Rewrite the data below as a numbered list, from the line containing "Check that each instance of the white wall" through the end of the data, leaving out blank lines.

::::::

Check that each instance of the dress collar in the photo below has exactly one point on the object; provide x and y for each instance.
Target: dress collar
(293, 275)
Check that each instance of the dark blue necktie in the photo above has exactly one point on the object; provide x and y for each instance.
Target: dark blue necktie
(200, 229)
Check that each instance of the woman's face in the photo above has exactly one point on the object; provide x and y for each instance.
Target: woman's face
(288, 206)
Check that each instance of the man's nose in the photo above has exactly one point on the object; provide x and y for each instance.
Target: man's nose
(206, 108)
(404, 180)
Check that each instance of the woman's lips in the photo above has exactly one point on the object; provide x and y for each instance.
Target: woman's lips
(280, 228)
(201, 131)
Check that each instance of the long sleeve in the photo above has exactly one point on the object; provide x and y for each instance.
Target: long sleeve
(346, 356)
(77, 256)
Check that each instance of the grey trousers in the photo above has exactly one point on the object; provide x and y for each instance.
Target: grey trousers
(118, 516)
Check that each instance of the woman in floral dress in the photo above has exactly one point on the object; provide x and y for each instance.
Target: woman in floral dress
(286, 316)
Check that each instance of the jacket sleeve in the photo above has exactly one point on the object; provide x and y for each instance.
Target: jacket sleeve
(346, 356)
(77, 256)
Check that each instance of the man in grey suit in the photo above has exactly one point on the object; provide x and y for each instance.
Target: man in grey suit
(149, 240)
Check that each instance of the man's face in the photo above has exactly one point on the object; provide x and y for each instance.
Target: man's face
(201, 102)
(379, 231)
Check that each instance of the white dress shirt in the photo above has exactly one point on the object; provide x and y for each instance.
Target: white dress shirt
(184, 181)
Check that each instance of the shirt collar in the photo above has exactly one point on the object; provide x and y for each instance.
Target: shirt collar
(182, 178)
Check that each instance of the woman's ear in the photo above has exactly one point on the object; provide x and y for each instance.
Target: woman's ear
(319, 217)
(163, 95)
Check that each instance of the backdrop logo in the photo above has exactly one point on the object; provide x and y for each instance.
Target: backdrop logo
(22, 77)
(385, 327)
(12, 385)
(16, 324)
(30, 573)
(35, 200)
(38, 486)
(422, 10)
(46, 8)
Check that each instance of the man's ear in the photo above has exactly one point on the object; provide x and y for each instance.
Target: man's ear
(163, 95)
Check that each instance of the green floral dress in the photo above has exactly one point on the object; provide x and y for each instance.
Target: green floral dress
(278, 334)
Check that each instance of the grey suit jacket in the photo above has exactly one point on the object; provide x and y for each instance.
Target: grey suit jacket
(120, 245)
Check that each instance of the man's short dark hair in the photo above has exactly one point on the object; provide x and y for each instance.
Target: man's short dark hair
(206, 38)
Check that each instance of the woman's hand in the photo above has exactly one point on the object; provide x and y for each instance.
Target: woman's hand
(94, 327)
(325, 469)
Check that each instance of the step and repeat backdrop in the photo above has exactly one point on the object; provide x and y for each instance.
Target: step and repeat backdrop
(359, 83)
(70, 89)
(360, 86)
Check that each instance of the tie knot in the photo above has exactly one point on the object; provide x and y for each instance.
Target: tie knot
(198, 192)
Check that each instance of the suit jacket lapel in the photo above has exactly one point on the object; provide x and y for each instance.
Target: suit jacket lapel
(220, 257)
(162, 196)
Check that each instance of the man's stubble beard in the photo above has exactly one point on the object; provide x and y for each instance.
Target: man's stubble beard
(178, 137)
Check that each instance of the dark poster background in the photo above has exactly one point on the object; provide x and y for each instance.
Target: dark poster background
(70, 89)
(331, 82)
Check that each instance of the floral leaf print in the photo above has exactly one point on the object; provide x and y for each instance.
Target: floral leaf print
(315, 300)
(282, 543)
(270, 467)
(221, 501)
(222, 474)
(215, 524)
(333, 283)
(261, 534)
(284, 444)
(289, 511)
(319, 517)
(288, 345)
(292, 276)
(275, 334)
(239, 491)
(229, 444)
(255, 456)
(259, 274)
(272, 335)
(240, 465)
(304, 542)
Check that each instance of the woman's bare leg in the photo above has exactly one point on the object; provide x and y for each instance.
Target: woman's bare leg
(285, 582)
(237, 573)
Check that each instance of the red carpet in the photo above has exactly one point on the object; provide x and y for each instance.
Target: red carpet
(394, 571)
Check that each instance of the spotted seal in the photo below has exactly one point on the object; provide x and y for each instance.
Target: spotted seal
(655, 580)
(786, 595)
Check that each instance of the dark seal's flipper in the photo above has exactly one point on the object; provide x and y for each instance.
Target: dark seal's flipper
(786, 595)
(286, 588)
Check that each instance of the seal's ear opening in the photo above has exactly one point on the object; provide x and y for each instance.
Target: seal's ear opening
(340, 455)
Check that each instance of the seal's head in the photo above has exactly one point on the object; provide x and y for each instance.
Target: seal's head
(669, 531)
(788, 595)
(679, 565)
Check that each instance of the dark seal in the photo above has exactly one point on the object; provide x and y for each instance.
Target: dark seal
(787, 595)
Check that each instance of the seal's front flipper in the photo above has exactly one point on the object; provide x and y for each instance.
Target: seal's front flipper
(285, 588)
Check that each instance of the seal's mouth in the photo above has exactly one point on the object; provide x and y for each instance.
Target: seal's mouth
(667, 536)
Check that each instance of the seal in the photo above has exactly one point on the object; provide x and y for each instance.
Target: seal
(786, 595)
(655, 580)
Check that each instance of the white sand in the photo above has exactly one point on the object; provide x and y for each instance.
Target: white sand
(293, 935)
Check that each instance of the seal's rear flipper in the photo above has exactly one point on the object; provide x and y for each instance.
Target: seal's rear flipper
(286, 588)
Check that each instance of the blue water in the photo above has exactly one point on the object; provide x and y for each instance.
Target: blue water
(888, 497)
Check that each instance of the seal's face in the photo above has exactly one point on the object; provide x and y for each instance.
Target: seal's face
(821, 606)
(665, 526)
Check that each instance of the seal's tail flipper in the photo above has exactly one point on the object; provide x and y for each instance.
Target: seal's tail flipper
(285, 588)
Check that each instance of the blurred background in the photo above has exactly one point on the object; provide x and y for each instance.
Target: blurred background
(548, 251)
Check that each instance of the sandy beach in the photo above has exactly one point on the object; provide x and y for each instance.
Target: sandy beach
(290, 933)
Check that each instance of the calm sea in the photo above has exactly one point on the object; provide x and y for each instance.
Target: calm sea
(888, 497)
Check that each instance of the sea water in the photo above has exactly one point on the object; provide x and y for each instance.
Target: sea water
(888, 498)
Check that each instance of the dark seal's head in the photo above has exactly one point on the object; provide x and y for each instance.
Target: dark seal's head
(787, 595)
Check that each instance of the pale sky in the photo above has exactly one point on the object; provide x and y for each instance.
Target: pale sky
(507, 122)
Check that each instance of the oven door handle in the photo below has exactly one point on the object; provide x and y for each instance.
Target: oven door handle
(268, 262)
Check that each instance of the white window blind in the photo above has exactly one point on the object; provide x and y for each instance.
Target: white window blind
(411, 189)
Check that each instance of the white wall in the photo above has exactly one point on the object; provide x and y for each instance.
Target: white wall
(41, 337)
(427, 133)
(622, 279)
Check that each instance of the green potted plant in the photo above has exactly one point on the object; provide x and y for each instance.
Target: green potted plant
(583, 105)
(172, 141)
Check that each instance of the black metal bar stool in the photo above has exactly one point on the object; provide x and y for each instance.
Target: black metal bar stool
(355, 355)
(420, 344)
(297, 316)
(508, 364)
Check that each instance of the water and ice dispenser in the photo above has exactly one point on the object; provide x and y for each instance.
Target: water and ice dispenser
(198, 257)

::::::

▶ [Answer in full]
1. Check that each instance of the white wall in the photo above has exactly one point on the object; provide x and y for each instance.
2. Target: white wall
3. (41, 337)
4. (427, 133)
5. (622, 279)
6. Check that each instance of the green potted plant in the photo above has exactly one point on the object; provide x and y for each instance.
7. Target: green potted plant
8. (583, 105)
9. (172, 141)
10. Check that each instance of the black metal bar stool in the photo above has exactly one point on the object; provide x and y for each instance.
11. Target: black metal bar stool
12. (355, 355)
13. (420, 344)
14. (297, 316)
15. (508, 364)
16. Check that each instance of the water and ice dispenser in the photo above has exactly one point on the object; provide x and y for each instance.
17. Target: water and ice dispenser
18. (198, 257)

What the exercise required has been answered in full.